What the task requires: Every line below that holds the string "jeans" should be copied.

The records:
----------

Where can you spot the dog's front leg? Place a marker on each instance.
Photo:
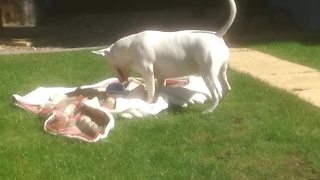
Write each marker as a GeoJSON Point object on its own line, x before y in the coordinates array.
{"type": "Point", "coordinates": [148, 77]}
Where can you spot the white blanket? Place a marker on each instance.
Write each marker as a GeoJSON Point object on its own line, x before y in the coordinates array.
{"type": "Point", "coordinates": [85, 118]}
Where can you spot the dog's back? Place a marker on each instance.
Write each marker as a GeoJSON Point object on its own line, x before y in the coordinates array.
{"type": "Point", "coordinates": [173, 54]}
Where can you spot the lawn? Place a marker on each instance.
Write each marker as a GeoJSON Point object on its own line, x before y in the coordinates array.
{"type": "Point", "coordinates": [304, 51]}
{"type": "Point", "coordinates": [257, 132]}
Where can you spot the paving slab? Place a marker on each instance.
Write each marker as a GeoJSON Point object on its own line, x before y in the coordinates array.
{"type": "Point", "coordinates": [296, 79]}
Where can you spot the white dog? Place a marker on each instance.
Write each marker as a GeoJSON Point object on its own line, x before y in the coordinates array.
{"type": "Point", "coordinates": [156, 54]}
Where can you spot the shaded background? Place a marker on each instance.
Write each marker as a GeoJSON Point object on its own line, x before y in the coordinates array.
{"type": "Point", "coordinates": [83, 23]}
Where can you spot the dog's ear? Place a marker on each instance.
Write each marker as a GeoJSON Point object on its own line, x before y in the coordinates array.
{"type": "Point", "coordinates": [103, 52]}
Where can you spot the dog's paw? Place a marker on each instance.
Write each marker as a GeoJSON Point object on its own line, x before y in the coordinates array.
{"type": "Point", "coordinates": [198, 98]}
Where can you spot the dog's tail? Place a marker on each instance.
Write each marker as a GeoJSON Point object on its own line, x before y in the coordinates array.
{"type": "Point", "coordinates": [232, 16]}
{"type": "Point", "coordinates": [103, 52]}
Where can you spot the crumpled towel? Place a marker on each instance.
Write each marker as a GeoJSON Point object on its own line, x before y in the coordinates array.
{"type": "Point", "coordinates": [83, 112]}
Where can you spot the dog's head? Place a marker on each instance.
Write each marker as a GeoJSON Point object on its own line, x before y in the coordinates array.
{"type": "Point", "coordinates": [122, 72]}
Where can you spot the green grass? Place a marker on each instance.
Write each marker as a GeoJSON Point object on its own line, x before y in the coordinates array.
{"type": "Point", "coordinates": [301, 52]}
{"type": "Point", "coordinates": [257, 132]}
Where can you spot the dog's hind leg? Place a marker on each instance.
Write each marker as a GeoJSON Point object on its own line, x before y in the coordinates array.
{"type": "Point", "coordinates": [224, 79]}
{"type": "Point", "coordinates": [148, 77]}
{"type": "Point", "coordinates": [215, 89]}
{"type": "Point", "coordinates": [210, 77]}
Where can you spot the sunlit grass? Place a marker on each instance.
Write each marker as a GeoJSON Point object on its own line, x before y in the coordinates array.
{"type": "Point", "coordinates": [302, 52]}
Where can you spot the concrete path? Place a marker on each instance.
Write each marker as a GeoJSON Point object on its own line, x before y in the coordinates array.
{"type": "Point", "coordinates": [299, 80]}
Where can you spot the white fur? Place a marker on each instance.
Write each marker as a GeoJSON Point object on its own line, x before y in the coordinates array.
{"type": "Point", "coordinates": [156, 54]}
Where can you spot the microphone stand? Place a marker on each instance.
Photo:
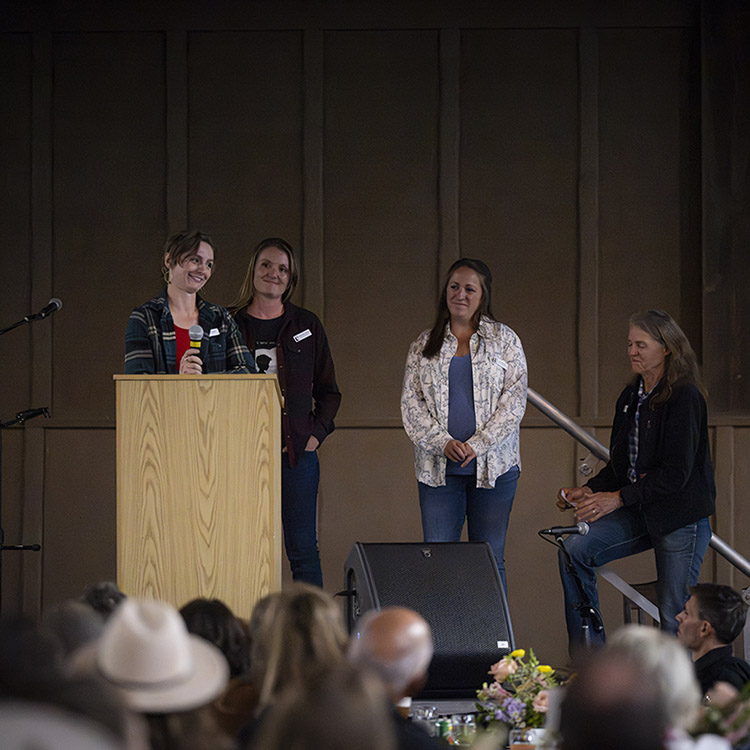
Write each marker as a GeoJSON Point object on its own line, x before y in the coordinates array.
{"type": "Point", "coordinates": [20, 418]}
{"type": "Point", "coordinates": [591, 618]}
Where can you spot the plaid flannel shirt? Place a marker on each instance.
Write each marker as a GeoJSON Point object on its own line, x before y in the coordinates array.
{"type": "Point", "coordinates": [151, 346]}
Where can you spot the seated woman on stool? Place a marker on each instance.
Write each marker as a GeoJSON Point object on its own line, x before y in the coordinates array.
{"type": "Point", "coordinates": [657, 490]}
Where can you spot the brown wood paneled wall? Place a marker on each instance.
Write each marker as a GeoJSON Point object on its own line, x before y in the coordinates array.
{"type": "Point", "coordinates": [581, 149]}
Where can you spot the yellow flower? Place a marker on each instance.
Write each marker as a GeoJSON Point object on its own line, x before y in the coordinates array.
{"type": "Point", "coordinates": [503, 669]}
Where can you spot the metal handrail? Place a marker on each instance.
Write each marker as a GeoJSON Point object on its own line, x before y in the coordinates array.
{"type": "Point", "coordinates": [600, 451]}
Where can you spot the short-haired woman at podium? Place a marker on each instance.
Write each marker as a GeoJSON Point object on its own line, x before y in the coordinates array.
{"type": "Point", "coordinates": [290, 341]}
{"type": "Point", "coordinates": [158, 337]}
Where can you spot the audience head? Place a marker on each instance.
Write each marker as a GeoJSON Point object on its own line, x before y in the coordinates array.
{"type": "Point", "coordinates": [213, 620]}
{"type": "Point", "coordinates": [103, 597]}
{"type": "Point", "coordinates": [297, 634]}
{"type": "Point", "coordinates": [668, 667]}
{"type": "Point", "coordinates": [347, 710]}
{"type": "Point", "coordinates": [33, 673]}
{"type": "Point", "coordinates": [32, 726]}
{"type": "Point", "coordinates": [612, 703]}
{"type": "Point", "coordinates": [31, 660]}
{"type": "Point", "coordinates": [396, 644]}
{"type": "Point", "coordinates": [713, 614]}
{"type": "Point", "coordinates": [146, 652]}
{"type": "Point", "coordinates": [74, 624]}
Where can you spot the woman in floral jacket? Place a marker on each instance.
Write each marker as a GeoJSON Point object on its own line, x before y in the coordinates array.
{"type": "Point", "coordinates": [463, 398]}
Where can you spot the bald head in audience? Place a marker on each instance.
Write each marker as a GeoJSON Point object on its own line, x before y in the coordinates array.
{"type": "Point", "coordinates": [396, 644]}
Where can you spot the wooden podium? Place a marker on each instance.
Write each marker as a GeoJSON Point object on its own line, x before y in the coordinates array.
{"type": "Point", "coordinates": [199, 487]}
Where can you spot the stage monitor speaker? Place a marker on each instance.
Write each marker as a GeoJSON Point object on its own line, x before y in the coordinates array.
{"type": "Point", "coordinates": [455, 587]}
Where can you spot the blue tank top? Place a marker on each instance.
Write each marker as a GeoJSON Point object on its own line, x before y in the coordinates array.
{"type": "Point", "coordinates": [462, 421]}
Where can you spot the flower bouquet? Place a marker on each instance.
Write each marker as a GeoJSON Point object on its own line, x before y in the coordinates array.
{"type": "Point", "coordinates": [519, 695]}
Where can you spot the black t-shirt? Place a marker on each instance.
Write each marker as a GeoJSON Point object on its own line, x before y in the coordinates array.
{"type": "Point", "coordinates": [266, 337]}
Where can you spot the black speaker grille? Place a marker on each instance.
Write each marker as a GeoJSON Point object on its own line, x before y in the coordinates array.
{"type": "Point", "coordinates": [456, 588]}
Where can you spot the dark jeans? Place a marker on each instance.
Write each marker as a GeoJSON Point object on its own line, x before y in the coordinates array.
{"type": "Point", "coordinates": [623, 533]}
{"type": "Point", "coordinates": [299, 509]}
{"type": "Point", "coordinates": [487, 511]}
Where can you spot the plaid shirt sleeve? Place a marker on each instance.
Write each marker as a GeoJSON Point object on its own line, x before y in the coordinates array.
{"type": "Point", "coordinates": [142, 343]}
{"type": "Point", "coordinates": [238, 357]}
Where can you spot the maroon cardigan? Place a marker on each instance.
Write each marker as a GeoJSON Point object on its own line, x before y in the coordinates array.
{"type": "Point", "coordinates": [306, 377]}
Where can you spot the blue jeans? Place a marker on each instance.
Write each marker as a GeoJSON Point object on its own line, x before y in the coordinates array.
{"type": "Point", "coordinates": [622, 533]}
{"type": "Point", "coordinates": [487, 511]}
{"type": "Point", "coordinates": [299, 509]}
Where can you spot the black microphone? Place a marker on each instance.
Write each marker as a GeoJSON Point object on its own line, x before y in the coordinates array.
{"type": "Point", "coordinates": [22, 416]}
{"type": "Point", "coordinates": [52, 306]}
{"type": "Point", "coordinates": [581, 528]}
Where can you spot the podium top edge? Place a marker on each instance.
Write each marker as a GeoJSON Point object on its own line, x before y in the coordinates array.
{"type": "Point", "coordinates": [207, 376]}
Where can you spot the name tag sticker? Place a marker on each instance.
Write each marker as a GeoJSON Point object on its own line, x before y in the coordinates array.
{"type": "Point", "coordinates": [302, 335]}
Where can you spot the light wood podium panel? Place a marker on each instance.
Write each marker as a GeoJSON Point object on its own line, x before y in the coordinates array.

----------

Task answer:
Where can you spot the dark jeans? Place a marker on each instance.
Where can you spot the blue jeans? Place a marker on each instance.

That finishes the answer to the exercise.